### Texte fourni
Efficace et clean, voilà deux mots qui leur collent encore à la peau. En survolant tout le répertoire du Rock/Hard moderne, les allemands jouent la décomplexion, et lorsque Chiara scatte et rappe, personne n’est surpris, encore moins choqué. Archétype du bar-band dans toute la noblesse du terme, on imagine très bien PAY PANDORA en tournée d’ouverture d’un grand nom (ce qu’ils ont déjà fait en assurant la première partie de STATUS QUO), tant ils ont les armes pour séduire un public de salle comme des habitués déjà fans. En diversifiant au maximum leur approche sans nuire à la cohérence de leur musique, les allemands nous proposent donc un répertoire hétéroclite, basé sur des principes fondamentaux Rock boostés à l’énergie Hard, avec en étendard une bordée d’hymnes qu’on finit par chantonner dans sa tête (« Take Off »). Certes, rien de surprenant ne viendra interrompre l’écoute de Hunt the Prey, que le rythme soit sautillant et transcendé d’une cowbell ludique sur fond de vocaux puissants et investis (« Catch Me If You Can »), ou qu’il se voit plus martelé avec une ambiance plus tamisée (« Disaster »). Les idées ne manquent pas, les variations non plus, et on passe quarante-cinq minutes en excellente compagnie, parfois plus intimiste avec guitare acoustique et voix plus modulée (« Let Me Fall »), plus soft et cotonneuse en ballade amère et nostalgique (« Remember », qui suggère un mélange intéressant entre SLAUGHTER et DEL AMITRI), mais quelle que soit l’approche que vous aurez de cet album, vous ne pourrez pas être déçu. A moins d’attendre ce qu’il n’a jamais eu l’intention de vous donner : une nouvelle tendance.
######
- [Exercice A]
Relevez tous les titres de morceaux que la critique d'album ci-dessus cite entre guillemets.
### Les données
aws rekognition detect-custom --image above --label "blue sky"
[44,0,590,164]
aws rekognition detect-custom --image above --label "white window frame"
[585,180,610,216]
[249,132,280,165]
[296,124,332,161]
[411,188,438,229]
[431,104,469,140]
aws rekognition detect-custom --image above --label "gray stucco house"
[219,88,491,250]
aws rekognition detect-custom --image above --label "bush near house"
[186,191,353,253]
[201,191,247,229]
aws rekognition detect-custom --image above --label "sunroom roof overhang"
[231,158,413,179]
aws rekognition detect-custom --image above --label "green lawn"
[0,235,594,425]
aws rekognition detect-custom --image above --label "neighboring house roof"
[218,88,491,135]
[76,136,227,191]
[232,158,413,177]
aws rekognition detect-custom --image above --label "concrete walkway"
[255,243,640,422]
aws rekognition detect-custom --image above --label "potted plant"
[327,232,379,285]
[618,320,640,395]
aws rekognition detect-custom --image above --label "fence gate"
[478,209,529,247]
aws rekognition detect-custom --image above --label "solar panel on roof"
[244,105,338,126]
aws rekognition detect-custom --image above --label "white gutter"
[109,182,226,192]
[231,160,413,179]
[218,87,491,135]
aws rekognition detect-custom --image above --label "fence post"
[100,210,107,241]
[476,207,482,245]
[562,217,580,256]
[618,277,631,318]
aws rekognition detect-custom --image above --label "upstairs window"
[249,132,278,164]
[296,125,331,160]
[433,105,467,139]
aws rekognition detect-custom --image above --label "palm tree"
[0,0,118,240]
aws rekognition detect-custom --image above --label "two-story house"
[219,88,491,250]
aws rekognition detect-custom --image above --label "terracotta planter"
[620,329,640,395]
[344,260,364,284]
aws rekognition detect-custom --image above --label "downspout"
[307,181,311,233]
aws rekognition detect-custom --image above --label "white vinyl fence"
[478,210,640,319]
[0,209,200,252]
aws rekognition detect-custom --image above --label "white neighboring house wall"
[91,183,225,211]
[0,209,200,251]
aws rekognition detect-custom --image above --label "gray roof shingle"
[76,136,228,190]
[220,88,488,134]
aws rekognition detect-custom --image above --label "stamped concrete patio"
######
- [Exercice B]
Repérez, s'il vous plaît, chaque ligne des enregistrements qui contient le mot "concrete", puis recopiez ces lignes.

- [Corrigé rédigé A]
« Take Off », « Catch Me If You Can », « Disaster », « Let Me Fall », « Remember »

- [Corrigé rédigé B]
aws rekognition detect-custom --image above --label "concrete walkway"
aws rekognition detect-custom --image above --label "stamped concrete patio"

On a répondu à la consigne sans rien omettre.